Given passage:
I rate my El Camino as a Car with Large Trunk or a Car/Truck or just "Carol & Jay's SWEET RIDE"

mnunn
05-10-2007, 05:36 PM
I was looking for a muscle car when my Elky crossed my sights.

I bought it because it had everything that a 70 454 Chevelle muscle car had except for the huge price tag.

Therefore, I hereby edict "Elkys are muscle cars". :lol:

Lady Camino
05-14-2007, 08:37 PM
Most elkys are midsized, RWD, have a v8 and has had a performance model or features for most of it's history, and most are based off of the chevelle/malibu. if it's not a musclecar it's pretty darned close. I like the "muscle truck" idea myself :cool:

Micholi
01-07-2008, 12:19 AM
It's registered as a truck in Canada, and it has a bed...So technically...

When I mention my 69' El Camino to almost any grown man, their eyes light up, they swear at me and tell me where to go and how to get there!

If that isn't muscle car status...I don't know what is.

3rd gen and earlier with a nice performing engine = muscle truck!


Mike.
69' El Camino.

L K meano biker
01-07-2008, 04:52 PM
3rd gen and earlier with a nice performing engine = muscle truck!
69' El Camino.

:mad: ANY gen El Camino with a performance engine= muscle truck

I think most places it is registered and titled as a truck. Me personally, don't really care, mine still turns heads, causes double takes, and sounds as mean as it is- even in it's "in the midst fixin up status" more than enough personal gratification for me
As soon as I finish the paint job I already have the perfect sticker for the tailgate, just like the new dodge pickups, except mine will read "Yeah, it's NOT a HEMI" :P

65 Camino
01-07-2008, 05:24 PM
I like to just think of mine as muscle.....period. :D

350elky1981
01-07-2008, 06:06 PM
Here's MY OPINION:
1. My elky does not have enough ground clearance to be a truck.

2. 70 SS 454 BIG BLOCK. That doesn't sound like a muscle car to you?

3. If a car isn't Fuel Injected, and it has more than 350 horsepower...It 's a muscle car.

4.They still insure it as a pickup. :?

Provided information:
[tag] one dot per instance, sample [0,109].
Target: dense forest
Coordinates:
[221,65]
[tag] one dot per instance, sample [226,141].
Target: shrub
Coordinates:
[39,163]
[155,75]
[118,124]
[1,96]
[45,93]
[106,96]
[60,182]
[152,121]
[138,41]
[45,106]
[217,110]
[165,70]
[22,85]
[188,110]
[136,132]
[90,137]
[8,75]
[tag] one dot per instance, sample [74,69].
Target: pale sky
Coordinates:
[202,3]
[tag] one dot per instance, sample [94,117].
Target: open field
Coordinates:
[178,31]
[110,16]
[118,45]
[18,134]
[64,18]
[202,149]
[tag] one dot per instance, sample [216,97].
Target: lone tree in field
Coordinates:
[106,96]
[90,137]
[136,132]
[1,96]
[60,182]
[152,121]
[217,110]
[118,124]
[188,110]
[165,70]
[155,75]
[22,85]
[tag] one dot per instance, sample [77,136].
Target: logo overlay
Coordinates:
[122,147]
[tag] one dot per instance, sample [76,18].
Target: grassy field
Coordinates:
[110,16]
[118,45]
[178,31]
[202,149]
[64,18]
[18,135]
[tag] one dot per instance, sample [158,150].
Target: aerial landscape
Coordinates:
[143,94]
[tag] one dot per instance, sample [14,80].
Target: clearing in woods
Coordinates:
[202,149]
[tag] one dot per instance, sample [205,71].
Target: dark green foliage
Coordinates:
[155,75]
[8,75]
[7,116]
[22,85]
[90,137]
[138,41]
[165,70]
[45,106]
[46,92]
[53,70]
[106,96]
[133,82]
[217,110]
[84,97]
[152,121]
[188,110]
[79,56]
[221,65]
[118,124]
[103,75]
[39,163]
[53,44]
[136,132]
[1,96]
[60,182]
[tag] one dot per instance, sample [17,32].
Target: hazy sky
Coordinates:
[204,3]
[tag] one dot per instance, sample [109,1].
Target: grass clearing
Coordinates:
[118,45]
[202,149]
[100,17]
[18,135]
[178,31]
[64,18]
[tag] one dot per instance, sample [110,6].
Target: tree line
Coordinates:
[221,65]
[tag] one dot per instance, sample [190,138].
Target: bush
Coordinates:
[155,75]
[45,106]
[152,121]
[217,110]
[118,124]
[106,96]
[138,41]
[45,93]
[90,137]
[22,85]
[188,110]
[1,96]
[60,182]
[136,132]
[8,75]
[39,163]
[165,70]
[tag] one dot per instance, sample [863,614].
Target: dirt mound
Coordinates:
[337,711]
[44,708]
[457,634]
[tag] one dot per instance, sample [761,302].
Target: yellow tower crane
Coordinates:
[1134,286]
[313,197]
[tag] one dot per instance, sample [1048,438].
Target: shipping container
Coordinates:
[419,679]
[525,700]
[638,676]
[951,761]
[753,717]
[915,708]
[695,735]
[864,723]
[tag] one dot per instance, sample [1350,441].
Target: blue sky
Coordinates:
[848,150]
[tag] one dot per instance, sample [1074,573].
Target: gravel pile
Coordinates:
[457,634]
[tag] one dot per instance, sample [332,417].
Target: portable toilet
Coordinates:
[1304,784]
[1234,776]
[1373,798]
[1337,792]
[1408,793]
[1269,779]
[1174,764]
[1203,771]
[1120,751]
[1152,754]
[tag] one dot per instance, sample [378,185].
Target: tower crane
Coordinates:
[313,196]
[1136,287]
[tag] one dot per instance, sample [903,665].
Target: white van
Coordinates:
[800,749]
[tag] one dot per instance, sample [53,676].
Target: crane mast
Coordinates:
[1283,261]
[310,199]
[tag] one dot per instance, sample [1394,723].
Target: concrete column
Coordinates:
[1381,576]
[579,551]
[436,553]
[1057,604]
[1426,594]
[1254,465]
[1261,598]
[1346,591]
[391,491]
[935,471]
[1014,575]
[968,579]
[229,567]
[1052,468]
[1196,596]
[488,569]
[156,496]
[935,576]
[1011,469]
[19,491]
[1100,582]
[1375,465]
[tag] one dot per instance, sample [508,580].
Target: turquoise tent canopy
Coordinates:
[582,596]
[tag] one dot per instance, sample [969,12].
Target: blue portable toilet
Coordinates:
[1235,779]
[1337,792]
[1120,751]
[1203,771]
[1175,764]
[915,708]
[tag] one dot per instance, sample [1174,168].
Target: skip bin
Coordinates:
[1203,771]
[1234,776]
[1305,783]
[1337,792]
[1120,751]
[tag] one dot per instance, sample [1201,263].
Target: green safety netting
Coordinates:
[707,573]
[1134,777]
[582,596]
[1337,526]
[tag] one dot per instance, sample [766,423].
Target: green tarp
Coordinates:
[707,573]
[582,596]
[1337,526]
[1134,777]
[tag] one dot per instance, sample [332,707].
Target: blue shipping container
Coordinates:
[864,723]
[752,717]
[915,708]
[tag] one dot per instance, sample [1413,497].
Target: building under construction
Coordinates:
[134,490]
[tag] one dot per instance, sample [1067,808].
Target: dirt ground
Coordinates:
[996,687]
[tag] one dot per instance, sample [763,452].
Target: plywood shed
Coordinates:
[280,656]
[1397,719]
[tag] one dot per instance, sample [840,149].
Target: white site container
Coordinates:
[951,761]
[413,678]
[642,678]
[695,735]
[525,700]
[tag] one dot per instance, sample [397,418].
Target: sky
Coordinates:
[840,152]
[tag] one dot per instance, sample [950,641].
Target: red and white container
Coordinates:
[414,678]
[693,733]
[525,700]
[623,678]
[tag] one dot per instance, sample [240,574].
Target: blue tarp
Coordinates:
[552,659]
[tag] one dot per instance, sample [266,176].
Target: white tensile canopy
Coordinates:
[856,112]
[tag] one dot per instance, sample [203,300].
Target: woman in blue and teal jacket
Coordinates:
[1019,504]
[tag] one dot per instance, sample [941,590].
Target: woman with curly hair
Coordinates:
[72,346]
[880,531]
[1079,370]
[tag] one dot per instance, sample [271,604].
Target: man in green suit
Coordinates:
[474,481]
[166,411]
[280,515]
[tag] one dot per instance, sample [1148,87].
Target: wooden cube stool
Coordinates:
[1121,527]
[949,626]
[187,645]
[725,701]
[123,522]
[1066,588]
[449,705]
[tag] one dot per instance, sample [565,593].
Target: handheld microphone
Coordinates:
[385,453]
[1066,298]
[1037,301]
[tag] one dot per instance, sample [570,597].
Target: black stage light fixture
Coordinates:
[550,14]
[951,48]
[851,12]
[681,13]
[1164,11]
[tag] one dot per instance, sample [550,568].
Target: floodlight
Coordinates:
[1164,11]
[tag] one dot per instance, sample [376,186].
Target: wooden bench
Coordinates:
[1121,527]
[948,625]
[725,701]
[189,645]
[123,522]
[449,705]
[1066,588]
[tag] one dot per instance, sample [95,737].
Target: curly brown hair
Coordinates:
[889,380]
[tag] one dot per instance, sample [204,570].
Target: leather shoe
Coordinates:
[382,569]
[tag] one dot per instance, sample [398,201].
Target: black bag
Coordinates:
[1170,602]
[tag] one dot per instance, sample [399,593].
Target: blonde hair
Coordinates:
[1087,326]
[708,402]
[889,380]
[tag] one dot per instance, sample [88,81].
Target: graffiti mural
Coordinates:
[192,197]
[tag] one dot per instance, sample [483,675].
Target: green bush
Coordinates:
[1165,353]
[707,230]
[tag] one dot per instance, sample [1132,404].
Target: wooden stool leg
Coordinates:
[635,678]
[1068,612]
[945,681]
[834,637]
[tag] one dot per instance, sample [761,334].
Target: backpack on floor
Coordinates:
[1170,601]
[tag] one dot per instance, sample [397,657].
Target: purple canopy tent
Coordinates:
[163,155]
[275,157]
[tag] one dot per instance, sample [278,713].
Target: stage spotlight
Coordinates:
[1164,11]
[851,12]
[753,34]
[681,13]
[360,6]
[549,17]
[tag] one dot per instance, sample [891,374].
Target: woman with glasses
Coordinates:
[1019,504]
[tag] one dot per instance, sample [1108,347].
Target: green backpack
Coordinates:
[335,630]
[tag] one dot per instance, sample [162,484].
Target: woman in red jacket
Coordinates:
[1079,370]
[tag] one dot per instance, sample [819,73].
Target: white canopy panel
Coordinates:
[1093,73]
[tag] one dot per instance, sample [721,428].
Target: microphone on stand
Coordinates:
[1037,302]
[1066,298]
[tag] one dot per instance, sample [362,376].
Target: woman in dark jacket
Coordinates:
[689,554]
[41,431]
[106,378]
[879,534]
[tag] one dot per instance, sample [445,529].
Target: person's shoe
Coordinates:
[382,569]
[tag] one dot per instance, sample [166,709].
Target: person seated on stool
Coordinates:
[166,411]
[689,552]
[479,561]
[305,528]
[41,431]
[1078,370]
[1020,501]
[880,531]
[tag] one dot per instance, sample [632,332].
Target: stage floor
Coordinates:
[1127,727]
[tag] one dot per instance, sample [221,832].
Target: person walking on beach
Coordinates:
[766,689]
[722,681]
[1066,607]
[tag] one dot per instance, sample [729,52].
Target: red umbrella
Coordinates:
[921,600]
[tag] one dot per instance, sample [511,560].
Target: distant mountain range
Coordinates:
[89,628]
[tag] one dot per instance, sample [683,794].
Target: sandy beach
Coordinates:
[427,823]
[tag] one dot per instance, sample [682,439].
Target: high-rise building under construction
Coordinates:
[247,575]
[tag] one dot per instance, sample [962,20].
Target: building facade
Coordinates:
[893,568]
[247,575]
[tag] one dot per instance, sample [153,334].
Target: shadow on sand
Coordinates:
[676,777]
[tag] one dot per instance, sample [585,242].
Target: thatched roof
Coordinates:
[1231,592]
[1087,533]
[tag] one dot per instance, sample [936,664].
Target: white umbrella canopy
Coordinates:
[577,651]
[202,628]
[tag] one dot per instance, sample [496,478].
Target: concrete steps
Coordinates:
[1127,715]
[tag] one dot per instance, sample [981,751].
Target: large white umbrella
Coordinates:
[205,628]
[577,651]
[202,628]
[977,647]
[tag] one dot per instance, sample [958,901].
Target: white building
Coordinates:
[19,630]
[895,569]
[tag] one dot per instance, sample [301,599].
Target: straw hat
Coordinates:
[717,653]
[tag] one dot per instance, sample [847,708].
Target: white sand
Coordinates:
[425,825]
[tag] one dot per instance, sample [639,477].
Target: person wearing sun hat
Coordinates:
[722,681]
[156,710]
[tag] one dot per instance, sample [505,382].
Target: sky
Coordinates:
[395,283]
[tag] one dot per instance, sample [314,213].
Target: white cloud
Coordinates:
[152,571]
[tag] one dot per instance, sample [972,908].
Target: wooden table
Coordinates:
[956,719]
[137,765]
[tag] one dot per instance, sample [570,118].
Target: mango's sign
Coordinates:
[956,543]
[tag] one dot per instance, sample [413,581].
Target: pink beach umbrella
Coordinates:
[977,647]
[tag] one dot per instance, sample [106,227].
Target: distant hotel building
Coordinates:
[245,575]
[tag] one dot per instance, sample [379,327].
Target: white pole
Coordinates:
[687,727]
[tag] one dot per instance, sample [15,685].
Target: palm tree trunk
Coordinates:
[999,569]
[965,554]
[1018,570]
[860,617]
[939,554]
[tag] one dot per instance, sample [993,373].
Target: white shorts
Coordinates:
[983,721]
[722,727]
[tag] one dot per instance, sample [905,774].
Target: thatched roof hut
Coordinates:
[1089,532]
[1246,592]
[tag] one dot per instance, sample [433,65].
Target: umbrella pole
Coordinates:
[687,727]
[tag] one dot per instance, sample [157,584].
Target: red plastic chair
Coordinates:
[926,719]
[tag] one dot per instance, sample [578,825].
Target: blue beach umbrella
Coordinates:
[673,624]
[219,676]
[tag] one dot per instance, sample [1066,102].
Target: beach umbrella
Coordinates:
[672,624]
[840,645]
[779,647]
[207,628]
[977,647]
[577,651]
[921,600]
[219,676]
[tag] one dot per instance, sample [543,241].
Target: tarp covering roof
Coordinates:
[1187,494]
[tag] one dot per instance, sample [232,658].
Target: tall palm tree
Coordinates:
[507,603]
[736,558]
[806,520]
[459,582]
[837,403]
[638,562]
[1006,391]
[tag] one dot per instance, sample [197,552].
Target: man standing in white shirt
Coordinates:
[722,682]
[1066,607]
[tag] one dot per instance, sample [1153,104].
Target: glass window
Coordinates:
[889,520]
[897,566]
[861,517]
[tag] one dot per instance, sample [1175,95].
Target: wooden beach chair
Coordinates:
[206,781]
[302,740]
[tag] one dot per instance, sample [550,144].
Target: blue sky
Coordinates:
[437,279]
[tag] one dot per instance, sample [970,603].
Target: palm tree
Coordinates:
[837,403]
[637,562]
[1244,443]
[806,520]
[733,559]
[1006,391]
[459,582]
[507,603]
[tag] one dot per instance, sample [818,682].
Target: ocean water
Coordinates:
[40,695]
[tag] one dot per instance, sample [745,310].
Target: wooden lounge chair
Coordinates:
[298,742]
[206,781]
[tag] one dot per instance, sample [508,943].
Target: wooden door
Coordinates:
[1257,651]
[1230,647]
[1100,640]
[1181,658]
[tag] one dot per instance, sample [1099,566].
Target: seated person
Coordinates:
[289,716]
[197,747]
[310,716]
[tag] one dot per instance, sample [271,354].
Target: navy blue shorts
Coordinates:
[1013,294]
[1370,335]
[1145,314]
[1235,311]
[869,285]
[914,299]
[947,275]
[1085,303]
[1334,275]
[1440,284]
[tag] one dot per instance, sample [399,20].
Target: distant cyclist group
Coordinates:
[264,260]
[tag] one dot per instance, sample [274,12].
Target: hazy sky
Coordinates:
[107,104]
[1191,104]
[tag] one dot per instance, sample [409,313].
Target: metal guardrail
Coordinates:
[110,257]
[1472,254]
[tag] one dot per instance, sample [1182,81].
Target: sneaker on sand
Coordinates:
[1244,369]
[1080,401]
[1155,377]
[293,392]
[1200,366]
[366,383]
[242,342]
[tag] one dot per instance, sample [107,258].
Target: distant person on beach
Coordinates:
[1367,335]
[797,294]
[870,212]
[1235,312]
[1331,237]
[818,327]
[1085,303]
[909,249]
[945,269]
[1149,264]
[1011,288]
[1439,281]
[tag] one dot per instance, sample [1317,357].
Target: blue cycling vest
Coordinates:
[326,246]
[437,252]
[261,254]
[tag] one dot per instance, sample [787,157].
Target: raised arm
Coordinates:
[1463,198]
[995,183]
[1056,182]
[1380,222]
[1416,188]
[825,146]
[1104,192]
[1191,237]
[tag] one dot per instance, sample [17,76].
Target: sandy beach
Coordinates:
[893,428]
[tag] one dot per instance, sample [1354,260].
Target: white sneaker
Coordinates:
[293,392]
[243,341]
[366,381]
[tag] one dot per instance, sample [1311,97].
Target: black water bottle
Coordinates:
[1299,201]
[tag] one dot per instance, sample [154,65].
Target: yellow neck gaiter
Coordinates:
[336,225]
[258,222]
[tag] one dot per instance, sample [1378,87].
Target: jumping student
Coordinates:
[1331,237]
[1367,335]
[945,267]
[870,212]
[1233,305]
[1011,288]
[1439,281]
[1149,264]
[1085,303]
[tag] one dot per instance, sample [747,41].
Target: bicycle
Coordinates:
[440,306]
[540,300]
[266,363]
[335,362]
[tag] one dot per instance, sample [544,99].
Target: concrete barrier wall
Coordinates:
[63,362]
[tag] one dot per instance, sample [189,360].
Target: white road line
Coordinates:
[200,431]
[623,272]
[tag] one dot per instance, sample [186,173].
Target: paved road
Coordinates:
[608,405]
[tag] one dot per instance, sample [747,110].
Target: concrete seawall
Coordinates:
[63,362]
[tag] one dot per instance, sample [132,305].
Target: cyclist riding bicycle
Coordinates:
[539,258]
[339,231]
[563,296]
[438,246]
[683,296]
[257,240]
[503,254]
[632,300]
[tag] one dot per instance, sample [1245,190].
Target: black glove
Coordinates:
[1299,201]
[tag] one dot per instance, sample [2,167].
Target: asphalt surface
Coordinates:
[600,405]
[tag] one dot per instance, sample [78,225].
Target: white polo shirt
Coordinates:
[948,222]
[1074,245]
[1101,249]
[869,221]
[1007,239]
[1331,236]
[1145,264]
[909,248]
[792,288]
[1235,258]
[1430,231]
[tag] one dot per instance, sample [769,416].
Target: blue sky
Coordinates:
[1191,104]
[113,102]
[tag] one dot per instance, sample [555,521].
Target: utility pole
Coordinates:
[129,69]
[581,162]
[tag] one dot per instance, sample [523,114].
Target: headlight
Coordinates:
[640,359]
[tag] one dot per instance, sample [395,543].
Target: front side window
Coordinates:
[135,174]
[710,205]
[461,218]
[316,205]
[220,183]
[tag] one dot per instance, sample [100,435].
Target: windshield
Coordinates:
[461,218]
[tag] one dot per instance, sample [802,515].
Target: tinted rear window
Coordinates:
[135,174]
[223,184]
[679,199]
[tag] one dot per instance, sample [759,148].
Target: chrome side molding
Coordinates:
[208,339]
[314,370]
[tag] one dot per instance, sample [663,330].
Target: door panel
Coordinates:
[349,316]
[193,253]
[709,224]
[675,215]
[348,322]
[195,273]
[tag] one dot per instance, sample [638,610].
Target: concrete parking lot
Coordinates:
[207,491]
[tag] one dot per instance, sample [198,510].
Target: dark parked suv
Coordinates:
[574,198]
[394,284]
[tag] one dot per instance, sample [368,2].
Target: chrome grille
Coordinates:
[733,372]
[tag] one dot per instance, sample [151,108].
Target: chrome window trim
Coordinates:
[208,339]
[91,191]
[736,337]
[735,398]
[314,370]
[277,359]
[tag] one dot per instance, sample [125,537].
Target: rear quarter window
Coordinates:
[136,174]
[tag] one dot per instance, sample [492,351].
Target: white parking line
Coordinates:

Problem details: Write out the part of the El Camino forum thread starting at "350elky1981" and ending at "a pickup. :?", word for word.

Answer to this problem:
350elky1981
01-07-2008, 06:06 PM
Here's MY OPINION:
1. My elky does not have enough ground clearance to be a truck.

2. 70 SS 454 BIG BLOCK. That doesn't sound like a muscle car to you?

3. If a car isn't Fuel Injected, and it has more than 350 horsepower...It 's a muscle car.

4.They still insure it as a pickup. :?